──────── MATERIAL ────────

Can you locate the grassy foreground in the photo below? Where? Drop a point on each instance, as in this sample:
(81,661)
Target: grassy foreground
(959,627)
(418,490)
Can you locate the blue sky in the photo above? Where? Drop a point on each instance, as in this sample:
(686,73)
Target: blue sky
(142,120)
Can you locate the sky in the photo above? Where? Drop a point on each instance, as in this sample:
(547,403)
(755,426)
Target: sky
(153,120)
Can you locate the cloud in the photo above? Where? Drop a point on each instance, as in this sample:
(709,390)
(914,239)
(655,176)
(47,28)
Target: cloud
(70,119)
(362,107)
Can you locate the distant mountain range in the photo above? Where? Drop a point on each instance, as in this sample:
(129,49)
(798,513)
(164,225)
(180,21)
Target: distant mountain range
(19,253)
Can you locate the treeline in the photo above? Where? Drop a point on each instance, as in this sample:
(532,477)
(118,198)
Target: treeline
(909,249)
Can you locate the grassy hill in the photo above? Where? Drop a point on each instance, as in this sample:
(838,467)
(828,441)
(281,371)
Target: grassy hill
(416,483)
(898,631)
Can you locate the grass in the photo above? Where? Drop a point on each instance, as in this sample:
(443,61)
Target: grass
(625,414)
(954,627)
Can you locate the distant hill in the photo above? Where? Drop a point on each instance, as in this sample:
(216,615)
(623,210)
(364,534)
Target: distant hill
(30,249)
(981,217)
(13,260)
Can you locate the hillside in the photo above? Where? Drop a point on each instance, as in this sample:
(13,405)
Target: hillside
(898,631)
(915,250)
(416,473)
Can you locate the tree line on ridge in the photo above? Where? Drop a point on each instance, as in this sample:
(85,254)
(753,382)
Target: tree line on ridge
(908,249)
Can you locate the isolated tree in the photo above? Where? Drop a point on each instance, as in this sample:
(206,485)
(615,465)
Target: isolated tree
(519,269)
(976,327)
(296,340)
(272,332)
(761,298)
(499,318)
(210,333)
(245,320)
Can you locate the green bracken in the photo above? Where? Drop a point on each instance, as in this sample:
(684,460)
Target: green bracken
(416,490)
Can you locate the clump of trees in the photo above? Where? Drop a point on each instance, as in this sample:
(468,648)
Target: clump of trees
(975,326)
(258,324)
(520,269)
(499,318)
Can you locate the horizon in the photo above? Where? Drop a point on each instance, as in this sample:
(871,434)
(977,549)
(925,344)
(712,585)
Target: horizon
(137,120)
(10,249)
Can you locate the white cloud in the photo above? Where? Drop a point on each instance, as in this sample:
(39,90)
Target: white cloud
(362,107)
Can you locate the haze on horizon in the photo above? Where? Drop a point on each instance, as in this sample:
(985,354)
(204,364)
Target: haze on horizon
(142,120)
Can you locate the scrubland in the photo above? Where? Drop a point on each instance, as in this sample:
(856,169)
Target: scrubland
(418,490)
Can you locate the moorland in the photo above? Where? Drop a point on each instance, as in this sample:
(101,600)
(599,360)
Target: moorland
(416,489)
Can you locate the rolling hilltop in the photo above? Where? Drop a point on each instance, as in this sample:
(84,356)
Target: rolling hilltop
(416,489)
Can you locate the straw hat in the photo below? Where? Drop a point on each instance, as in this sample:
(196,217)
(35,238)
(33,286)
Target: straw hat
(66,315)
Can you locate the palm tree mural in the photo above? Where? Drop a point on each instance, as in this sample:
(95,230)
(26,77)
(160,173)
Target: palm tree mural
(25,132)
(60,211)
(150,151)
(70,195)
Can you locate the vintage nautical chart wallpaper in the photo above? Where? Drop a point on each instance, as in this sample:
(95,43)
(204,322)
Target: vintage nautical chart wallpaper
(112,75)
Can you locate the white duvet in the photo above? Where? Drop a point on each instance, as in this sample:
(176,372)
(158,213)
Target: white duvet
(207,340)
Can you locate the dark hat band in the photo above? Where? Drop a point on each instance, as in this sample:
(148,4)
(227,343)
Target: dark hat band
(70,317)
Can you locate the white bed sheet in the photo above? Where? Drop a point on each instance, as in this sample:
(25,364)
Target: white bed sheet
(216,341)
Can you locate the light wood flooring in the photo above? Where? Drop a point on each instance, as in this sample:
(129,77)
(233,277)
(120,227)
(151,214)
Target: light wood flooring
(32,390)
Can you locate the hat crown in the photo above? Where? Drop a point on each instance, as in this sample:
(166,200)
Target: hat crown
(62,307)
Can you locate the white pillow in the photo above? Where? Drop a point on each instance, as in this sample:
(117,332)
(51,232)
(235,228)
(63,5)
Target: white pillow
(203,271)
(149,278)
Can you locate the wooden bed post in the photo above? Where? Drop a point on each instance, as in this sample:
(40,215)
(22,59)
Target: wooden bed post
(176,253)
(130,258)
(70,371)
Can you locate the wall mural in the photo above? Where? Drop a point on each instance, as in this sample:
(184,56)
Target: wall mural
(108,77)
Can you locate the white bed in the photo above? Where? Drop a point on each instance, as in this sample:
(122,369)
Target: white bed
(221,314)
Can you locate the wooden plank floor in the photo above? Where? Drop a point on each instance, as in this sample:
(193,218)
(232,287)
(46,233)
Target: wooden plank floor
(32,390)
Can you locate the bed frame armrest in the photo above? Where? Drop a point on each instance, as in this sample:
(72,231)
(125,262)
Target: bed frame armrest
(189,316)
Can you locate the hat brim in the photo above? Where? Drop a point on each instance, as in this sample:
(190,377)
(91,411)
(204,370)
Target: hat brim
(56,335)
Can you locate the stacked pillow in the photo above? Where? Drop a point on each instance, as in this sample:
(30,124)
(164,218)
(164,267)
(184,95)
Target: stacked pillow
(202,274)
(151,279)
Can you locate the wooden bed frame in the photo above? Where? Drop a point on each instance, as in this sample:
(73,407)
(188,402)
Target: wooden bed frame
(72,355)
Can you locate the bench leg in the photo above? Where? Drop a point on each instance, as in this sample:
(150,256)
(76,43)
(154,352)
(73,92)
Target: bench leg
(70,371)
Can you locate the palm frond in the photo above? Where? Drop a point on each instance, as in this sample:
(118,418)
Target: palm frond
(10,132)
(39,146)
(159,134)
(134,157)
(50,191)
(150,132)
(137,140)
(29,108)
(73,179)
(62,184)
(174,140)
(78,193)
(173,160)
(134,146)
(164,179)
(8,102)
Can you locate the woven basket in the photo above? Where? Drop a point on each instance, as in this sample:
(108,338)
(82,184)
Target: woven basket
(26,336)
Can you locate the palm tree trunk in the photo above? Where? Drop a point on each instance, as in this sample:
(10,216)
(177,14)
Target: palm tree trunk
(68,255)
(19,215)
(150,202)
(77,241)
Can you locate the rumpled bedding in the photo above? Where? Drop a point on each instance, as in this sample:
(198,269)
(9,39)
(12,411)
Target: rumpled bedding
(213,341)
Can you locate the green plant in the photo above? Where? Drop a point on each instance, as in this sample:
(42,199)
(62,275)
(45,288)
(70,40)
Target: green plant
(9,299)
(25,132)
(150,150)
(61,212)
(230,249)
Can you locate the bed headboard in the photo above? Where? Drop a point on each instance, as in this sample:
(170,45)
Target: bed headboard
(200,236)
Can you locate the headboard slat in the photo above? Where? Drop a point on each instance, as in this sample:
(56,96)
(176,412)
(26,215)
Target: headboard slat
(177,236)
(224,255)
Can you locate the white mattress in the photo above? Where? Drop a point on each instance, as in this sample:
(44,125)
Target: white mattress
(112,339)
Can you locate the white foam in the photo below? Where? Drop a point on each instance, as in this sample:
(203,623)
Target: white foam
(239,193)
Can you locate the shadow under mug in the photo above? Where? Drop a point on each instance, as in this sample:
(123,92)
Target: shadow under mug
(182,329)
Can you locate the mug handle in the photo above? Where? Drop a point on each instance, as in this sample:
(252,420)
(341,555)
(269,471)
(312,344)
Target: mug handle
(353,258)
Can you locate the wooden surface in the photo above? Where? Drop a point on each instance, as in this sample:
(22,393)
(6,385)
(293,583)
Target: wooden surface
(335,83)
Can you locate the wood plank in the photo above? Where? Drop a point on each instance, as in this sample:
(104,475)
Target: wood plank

────────

TASK REQUIREMENTS
Render the lines above as a JSON list of strings, starting at the line that contains "Can you locate the wooden surface" and ending at the final line, with one string per line and any blank lines omitted.

COMPLETE ANSWER
[
  "Can you locate the wooden surface in the photo above? Where? Drop a point on each instance, as in this sample:",
  "(22,393)",
  "(6,385)",
  "(293,583)",
  "Target: wooden surface",
  "(335,83)",
  "Can you locate the wood plank in the photo above? Where? Drop a point on each instance, as in this sample:",
  "(104,475)",
  "Target: wood plank"
]